**Extracted text:**
• • •

If a project does cause conflict, “Greenpeace [or other NGOs] are just going to name and shame the project, and people are going to lose their certification,” Karsenty said. “If they lose that certification, they lose opportunities to trade and to sell their carbon credits.”

But to date, the only project in DRC that’s been certified to sell carbon credits on the voluntary market is a conservation concession controlled by a private Canadian company called WWC, and Gauthier unearthed claims of discontent within local communities about the concession. They said that, as recently as July 2017, a community member was arrested for “illegal logging” within the concession boundaries. But according to the report, communities weren’t consulted when the concession was formed in 2011, and there’s little community understanding of the specifications of the concession.

Similarly, Gauthier found that a related system, created by the conservation NGO WWF to compensate communities for efforts such as restoring the savanna, isn’t well understood by community members. Only one of the four payment contracts “seems to work properly,” she wrote.

• • •

**Record excerpts:**
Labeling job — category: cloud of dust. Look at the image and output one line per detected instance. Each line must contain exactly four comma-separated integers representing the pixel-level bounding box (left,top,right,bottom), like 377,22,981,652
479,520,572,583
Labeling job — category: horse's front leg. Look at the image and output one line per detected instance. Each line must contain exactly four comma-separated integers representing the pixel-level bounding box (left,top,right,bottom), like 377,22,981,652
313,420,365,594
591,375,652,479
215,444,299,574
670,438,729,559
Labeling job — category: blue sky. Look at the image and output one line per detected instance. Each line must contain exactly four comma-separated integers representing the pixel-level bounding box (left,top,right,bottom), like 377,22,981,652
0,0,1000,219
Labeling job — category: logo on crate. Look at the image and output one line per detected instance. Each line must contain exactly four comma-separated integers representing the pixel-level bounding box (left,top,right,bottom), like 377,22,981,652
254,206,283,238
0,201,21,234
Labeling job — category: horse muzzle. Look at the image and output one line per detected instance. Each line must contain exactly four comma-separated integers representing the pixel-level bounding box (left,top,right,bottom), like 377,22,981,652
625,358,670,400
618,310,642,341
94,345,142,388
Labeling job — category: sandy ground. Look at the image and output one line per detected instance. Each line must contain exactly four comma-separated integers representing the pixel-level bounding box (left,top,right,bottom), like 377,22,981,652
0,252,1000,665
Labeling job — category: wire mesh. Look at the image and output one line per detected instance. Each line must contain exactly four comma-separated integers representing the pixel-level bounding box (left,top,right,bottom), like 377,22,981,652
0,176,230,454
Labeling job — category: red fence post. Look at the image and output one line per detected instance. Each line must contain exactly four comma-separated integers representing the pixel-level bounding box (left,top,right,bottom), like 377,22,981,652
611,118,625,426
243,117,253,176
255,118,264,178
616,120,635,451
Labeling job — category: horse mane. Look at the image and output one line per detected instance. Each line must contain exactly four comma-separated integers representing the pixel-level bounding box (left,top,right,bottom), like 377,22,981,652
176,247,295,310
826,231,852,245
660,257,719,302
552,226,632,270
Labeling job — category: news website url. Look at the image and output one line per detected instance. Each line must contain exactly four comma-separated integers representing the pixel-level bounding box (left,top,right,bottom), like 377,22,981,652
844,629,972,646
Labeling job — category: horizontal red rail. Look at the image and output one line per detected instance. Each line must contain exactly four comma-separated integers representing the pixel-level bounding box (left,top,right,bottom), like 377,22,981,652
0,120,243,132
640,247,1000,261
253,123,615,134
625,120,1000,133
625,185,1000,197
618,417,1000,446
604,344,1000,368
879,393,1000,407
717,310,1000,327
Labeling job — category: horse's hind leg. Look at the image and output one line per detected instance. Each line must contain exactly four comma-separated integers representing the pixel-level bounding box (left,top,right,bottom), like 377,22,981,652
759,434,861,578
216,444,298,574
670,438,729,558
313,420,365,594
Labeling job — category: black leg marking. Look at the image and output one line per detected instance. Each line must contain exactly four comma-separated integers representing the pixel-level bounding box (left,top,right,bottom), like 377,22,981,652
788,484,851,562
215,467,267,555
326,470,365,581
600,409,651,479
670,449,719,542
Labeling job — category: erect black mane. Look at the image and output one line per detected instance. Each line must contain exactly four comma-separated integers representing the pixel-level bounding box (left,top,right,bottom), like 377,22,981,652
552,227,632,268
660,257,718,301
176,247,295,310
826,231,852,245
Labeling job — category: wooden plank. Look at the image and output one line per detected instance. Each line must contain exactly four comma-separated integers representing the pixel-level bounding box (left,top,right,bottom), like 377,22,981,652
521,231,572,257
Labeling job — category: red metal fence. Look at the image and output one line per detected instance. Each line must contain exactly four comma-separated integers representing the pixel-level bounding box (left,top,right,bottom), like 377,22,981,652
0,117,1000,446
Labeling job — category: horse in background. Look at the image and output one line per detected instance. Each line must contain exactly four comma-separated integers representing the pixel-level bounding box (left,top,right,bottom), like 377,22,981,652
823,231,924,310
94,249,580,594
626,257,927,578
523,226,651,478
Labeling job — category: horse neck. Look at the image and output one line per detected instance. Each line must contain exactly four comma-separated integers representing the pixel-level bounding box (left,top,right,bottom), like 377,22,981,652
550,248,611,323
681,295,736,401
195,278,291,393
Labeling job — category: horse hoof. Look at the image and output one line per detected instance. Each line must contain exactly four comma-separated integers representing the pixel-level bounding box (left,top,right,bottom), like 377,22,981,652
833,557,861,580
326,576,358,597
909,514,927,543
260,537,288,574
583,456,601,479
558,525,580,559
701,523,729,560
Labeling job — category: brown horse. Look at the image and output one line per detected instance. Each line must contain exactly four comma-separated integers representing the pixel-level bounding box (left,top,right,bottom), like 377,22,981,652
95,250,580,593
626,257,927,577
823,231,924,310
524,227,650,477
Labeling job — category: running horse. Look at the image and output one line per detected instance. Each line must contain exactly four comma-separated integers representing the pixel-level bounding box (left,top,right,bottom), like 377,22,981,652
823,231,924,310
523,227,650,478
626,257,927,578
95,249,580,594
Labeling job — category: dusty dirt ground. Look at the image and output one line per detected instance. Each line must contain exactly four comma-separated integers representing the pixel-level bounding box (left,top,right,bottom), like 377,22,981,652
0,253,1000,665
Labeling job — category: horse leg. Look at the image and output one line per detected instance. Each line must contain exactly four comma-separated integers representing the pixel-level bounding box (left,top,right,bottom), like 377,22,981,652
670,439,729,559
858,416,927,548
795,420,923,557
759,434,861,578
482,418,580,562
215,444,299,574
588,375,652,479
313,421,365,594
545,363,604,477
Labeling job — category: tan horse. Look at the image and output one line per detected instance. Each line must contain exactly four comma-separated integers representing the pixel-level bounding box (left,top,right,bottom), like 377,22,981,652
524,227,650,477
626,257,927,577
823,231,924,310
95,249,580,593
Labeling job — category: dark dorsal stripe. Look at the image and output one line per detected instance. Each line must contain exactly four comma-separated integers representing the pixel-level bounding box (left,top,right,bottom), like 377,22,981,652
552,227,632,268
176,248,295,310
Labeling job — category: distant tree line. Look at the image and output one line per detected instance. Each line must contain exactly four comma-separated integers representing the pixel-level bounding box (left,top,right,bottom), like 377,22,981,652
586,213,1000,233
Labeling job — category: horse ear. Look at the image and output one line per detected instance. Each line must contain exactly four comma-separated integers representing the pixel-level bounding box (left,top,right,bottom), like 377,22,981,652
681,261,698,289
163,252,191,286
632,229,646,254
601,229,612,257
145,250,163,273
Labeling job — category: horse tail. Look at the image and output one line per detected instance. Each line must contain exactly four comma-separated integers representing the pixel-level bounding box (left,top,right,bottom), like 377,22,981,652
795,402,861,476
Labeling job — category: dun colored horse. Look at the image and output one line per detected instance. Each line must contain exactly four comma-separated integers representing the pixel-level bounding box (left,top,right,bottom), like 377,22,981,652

• • •

**The problem:** Reproduce the passage on the DRC carbon credit projects word for word, starting at "If a project" and ending at "of the concession.". The rows aren't needed for this.

**Solution to this problem:**
If a project does cause conflict, “Greenpeace [or other NGOs] are just going to name and shame the project, and people are going to lose their certification,” Karsenty said. “If they lose that certification, they lose opportunities to trade and to sell their carbon credits.”

But to date, the only project in DRC that’s been certified to sell carbon credits on the voluntary market is a conservation concession controlled by a private Canadian company called WWC, and Gauthier unearthed claims of discontent within local communities about the concession. They said that, as recently as July 2017, a community member was arrested for “illegal logging” within the concession boundaries. But according to the report, communities weren’t consulted when the concession was formed in 2011, and there’s little community understanding of the specifications of the concession.